Please report each line of the data below that contains "fried".
......
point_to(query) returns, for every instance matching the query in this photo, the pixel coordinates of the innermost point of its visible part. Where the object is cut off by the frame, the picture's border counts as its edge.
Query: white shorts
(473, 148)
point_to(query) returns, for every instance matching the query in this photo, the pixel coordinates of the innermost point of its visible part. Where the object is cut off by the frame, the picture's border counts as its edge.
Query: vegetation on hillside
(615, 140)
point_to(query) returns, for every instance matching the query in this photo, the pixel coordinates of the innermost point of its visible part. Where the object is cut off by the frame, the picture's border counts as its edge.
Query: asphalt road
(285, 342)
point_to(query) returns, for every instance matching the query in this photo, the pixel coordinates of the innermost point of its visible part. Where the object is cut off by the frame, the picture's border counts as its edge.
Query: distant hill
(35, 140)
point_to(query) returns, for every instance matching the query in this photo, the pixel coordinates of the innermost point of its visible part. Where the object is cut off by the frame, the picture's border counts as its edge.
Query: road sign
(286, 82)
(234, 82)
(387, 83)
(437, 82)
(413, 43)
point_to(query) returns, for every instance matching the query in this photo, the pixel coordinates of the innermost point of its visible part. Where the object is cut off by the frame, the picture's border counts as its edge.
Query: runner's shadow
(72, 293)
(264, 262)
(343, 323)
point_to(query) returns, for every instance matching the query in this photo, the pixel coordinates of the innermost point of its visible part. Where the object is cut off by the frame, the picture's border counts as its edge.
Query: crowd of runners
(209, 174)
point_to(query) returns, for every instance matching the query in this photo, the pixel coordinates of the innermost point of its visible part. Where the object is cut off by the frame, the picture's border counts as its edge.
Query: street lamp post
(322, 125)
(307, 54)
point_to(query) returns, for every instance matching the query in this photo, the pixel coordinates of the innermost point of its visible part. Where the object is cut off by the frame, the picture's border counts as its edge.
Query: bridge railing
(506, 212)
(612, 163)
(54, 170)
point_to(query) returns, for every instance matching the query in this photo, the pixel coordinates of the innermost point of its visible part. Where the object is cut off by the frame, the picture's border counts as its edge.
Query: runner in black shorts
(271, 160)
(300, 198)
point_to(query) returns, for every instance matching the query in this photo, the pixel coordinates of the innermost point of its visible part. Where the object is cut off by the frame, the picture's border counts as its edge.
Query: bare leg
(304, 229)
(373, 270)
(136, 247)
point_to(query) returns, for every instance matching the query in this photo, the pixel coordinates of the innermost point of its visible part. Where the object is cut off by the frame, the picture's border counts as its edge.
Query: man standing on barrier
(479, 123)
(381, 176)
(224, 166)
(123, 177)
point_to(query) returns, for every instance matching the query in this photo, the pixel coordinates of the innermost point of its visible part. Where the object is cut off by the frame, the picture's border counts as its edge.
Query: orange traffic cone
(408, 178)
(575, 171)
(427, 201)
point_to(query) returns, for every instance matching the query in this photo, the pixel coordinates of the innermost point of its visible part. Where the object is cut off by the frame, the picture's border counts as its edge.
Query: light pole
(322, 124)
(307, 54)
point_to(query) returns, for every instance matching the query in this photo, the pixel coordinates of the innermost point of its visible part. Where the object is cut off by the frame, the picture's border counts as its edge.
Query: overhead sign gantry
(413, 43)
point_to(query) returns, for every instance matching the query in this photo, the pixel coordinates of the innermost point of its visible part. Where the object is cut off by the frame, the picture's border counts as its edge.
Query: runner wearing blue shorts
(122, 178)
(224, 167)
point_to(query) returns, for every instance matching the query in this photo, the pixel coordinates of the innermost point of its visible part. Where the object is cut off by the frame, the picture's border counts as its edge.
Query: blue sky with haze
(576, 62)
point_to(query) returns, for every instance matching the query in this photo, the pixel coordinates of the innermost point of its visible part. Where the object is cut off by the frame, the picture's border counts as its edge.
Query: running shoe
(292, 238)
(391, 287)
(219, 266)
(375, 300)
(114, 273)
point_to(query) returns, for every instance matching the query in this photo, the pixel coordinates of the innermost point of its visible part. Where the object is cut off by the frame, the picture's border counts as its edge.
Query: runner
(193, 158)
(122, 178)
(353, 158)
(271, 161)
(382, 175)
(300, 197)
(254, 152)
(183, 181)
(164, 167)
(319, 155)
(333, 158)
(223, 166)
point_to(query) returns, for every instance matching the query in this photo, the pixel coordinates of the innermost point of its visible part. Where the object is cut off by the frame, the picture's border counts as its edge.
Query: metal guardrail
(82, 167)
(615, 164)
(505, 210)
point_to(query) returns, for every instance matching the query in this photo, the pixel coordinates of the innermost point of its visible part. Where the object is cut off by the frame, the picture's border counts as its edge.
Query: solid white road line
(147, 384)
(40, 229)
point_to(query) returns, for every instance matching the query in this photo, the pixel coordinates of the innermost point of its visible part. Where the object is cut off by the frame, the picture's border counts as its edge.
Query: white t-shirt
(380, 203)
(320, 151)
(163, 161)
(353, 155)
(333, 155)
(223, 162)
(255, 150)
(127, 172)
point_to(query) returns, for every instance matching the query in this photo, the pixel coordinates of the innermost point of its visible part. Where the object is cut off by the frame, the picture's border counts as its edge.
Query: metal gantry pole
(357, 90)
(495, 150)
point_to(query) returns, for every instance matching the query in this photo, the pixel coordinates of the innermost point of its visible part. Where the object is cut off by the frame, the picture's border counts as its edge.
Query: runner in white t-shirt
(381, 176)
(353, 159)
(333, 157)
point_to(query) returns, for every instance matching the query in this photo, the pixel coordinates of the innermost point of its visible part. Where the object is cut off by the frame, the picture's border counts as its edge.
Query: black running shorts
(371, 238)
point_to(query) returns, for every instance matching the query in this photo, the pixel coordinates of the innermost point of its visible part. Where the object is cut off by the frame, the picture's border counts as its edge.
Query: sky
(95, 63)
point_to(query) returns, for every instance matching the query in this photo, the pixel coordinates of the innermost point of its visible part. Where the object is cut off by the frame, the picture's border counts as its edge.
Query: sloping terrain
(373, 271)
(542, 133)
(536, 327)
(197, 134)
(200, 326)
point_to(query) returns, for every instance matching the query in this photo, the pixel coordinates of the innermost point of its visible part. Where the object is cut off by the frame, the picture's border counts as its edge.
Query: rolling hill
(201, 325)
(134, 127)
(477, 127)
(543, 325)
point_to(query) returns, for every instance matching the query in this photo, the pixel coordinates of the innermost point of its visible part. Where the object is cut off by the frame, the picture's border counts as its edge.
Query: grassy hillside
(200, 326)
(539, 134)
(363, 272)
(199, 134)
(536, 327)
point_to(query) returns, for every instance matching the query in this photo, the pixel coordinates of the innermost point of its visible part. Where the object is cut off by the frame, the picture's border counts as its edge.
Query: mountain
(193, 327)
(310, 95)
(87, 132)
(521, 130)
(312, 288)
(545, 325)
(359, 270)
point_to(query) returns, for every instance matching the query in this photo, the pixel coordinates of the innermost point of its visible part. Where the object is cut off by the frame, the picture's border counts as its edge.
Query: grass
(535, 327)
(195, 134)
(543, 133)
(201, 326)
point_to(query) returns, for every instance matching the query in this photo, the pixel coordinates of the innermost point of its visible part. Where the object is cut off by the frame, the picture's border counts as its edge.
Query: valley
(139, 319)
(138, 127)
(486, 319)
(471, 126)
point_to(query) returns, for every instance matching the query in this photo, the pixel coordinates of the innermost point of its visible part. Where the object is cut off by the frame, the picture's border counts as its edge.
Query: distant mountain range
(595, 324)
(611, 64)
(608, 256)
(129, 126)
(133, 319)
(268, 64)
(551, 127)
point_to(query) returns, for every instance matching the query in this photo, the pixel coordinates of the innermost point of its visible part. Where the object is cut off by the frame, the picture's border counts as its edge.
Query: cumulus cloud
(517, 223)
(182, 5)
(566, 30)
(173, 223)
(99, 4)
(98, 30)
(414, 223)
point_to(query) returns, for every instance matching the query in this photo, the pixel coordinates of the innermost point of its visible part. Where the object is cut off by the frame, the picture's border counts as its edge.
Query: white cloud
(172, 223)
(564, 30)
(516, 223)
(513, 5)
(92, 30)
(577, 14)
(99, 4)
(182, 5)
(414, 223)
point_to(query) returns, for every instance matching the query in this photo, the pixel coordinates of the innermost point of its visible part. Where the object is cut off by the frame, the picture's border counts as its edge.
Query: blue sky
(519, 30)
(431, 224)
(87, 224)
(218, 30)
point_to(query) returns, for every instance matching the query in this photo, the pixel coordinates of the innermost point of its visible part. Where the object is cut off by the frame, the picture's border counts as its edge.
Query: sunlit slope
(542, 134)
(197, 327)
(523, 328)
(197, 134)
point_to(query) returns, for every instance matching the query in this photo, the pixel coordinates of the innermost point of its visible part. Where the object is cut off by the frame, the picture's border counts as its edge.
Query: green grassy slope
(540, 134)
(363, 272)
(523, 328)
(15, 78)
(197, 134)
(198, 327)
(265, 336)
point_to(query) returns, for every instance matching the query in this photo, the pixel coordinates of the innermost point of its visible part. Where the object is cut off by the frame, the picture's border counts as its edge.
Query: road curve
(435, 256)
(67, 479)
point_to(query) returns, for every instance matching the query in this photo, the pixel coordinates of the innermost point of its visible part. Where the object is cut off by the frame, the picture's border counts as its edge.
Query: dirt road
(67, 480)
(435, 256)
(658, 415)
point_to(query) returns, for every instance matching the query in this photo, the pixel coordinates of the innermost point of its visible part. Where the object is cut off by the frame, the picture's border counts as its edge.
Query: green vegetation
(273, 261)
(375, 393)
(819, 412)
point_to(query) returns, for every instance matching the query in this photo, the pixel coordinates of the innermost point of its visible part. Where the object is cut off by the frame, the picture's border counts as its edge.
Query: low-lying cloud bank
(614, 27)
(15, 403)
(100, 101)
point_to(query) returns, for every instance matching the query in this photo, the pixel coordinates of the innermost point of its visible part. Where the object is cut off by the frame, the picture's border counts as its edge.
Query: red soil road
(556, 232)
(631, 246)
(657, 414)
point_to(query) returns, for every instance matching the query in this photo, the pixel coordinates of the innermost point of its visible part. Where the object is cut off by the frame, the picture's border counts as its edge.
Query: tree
......
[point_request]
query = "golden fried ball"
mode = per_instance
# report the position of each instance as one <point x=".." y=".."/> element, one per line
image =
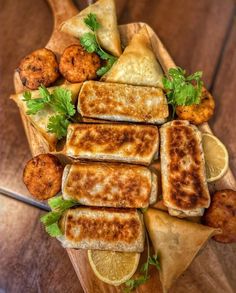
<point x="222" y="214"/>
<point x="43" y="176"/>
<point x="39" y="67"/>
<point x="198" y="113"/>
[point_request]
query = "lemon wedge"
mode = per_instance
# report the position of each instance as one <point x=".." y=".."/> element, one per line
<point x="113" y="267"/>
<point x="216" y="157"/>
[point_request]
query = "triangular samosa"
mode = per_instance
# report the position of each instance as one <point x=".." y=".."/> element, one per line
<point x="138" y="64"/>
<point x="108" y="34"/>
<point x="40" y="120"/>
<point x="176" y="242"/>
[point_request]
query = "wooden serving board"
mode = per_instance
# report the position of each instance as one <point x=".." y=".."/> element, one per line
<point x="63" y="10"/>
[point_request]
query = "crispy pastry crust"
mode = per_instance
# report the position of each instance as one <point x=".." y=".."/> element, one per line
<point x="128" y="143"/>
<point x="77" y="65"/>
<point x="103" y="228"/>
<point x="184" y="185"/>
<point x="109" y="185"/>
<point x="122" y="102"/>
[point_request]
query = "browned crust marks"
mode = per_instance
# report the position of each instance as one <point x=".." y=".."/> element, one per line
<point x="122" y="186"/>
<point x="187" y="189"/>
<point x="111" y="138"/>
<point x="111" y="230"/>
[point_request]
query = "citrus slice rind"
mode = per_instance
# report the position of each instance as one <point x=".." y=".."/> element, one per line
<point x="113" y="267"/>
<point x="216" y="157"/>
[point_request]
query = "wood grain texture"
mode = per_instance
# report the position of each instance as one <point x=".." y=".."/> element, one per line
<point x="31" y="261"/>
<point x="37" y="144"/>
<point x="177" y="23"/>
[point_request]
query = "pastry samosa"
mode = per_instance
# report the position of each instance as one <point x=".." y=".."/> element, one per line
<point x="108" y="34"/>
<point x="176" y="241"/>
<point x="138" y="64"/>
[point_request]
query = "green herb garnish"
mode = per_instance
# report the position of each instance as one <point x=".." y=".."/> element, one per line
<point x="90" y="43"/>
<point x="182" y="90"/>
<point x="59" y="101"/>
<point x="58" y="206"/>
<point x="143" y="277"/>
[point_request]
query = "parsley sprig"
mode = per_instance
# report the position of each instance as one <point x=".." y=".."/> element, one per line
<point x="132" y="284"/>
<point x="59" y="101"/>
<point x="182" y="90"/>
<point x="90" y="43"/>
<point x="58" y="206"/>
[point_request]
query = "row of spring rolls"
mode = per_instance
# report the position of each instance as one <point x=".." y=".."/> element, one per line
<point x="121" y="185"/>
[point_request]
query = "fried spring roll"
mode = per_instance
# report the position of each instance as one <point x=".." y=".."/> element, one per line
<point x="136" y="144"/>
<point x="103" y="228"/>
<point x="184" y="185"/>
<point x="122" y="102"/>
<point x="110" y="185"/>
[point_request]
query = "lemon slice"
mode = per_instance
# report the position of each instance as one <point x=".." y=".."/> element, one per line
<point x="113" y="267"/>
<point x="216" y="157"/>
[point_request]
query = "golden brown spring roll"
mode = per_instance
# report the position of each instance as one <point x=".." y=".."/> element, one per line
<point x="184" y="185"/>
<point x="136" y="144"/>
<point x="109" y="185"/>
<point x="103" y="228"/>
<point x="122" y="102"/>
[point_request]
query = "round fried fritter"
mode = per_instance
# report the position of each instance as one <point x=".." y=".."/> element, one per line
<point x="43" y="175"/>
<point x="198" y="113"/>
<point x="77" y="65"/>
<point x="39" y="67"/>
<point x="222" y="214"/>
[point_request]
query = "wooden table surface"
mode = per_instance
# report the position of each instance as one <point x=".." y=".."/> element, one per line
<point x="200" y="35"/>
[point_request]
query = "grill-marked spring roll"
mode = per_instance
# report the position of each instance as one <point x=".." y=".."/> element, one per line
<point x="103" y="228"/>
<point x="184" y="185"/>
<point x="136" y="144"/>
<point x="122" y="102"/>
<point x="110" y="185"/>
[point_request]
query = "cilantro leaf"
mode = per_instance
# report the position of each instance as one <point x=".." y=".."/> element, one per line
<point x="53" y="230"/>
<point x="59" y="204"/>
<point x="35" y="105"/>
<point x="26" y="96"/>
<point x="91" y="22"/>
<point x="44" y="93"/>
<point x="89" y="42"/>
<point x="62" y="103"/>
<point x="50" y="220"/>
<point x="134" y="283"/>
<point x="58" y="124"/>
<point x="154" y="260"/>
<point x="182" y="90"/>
......
**ANSWER**
query = "golden fried ball"
query = "fried spring roll"
query = "round fried fritter"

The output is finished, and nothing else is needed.